Can you tally the lines in the data below that contain the word "tulip"? Reply with the number only.

* * * * * * * * *

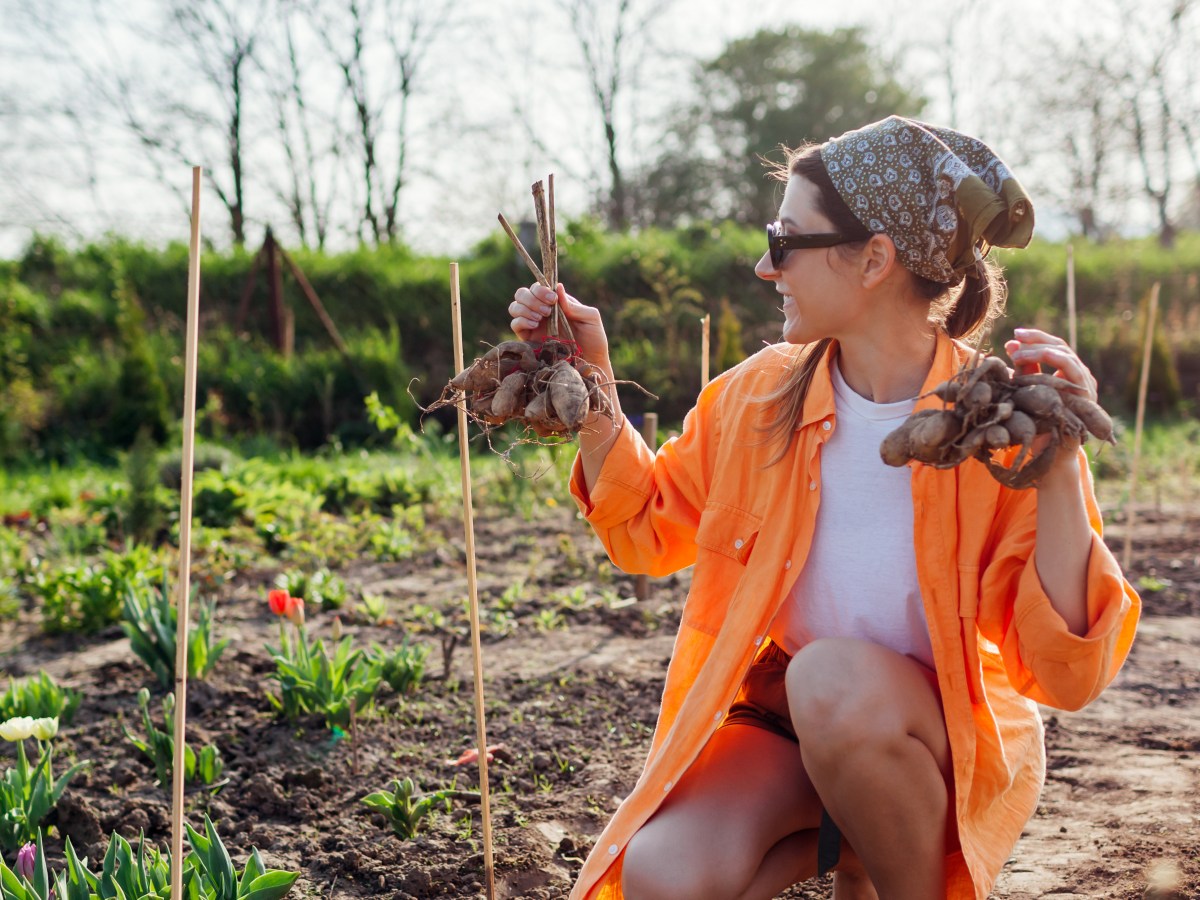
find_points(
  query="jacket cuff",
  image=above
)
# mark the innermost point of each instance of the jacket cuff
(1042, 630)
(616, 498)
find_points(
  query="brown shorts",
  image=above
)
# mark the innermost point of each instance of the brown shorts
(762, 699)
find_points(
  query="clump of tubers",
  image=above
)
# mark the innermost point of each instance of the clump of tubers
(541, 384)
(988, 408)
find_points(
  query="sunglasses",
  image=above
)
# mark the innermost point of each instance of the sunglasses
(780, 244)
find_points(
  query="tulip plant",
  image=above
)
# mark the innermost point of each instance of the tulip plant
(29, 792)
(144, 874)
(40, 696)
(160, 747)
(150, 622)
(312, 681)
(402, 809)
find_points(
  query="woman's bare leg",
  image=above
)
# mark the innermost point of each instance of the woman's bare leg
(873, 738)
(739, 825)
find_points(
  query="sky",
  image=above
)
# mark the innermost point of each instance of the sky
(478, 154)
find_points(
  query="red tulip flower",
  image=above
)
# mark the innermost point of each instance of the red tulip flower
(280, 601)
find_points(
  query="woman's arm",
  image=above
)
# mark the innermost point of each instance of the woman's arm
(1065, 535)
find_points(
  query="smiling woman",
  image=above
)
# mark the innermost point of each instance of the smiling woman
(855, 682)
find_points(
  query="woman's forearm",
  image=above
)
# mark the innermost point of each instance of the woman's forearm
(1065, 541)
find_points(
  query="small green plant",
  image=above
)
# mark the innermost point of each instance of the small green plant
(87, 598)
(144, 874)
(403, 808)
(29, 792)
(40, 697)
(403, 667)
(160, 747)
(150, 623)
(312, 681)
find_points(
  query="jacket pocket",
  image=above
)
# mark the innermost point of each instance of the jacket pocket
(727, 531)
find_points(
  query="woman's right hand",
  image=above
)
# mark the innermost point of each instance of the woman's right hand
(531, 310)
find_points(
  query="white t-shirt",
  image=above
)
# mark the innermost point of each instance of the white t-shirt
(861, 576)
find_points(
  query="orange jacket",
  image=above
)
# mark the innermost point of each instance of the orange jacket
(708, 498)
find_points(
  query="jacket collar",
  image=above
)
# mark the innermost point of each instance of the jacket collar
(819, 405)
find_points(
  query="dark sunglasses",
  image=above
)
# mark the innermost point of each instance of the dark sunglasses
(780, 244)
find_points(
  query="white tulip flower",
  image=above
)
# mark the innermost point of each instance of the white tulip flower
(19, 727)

* * * * * * * * *

SOLUTION TO THIS PROBLEM =
6